--- start Data records ---

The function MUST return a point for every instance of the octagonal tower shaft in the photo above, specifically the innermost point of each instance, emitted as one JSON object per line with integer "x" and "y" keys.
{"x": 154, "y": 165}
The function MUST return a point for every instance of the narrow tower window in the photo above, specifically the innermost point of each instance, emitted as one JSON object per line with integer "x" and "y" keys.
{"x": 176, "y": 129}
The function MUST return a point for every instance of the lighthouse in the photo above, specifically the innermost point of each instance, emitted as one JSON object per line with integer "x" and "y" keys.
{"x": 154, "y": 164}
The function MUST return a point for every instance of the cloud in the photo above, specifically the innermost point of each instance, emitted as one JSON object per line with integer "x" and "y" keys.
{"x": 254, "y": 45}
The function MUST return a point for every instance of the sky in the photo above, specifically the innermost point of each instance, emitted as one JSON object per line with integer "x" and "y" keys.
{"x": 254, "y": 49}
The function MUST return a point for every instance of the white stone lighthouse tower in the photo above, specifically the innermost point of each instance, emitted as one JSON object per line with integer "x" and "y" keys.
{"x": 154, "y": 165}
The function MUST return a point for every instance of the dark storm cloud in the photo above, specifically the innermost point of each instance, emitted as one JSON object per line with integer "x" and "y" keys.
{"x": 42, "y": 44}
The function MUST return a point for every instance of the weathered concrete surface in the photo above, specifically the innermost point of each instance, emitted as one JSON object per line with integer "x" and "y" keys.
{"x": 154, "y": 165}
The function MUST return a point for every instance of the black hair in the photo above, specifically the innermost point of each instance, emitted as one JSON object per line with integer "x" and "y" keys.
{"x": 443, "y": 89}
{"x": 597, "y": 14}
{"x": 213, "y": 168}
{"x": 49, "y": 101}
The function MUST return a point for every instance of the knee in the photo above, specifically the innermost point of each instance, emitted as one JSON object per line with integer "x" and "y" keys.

--- end Data records ---

• _Work to be completed_: Give the records above again, word for word.

• _Task output_:
The function MUST return a point for every instance of the octagonal tower shaft in the photo above, specifically the innermost point of each instance, emitted as one JSON object per line with integer "x" and "y" keys.
{"x": 154, "y": 165}
The function MUST return a point for every instance of the narrow tower window in the photo above, specifically the innermost point of each instance, emitted as one JSON object per line with integer "x" and "y" keys.
{"x": 176, "y": 129}
The function MUST return a point for every instance of the lighthouse in the photo above, specifically the innermost point of each instance, emitted as one JSON object per line with integer "x" and "y" keys.
{"x": 154, "y": 164}
The function MUST return a point for every instance of the cloud in the photo above, specifically the innermost point of each instance, emitted as one JSON object per line with integer "x" and "y" keys.
{"x": 254, "y": 45}
The function MUST return a point for every instance of the sky in the photo above, specifically the innermost point of each instance, emitted as one JSON object per line with integer "x" and "y" keys.
{"x": 254, "y": 49}
The function MUST return a point for every instance of the white stone lighthouse tower in the photo above, specifically the innermost point of each instance, emitted as one JSON object per line with integer "x" and "y" keys.
{"x": 154, "y": 165}
The function MUST return a point for every instance of the dark storm cloud in the photo above, specifically the innermost point of each instance, emitted as one JSON object per line with integer "x" and "y" keys.
{"x": 42, "y": 44}
The function MUST return a point for every instance of the weathered concrete surface in the photo above, specifically the innermost point of each instance, emitted as one JSON object per line with integer "x" and "y" keys.
{"x": 154, "y": 165}
The function MUST return a point for every instance of the black hair in the photo above, specifically the innermost point of each instance, emitted as one JSON object per line with integer "x" and "y" keys.
{"x": 443, "y": 89}
{"x": 597, "y": 14}
{"x": 213, "y": 168}
{"x": 49, "y": 101}
The function MUST return a point for every instance of the knee in the photo above, specifically the innermost point of each instance, emitted as one JSON object per line with integer "x" and "y" keys.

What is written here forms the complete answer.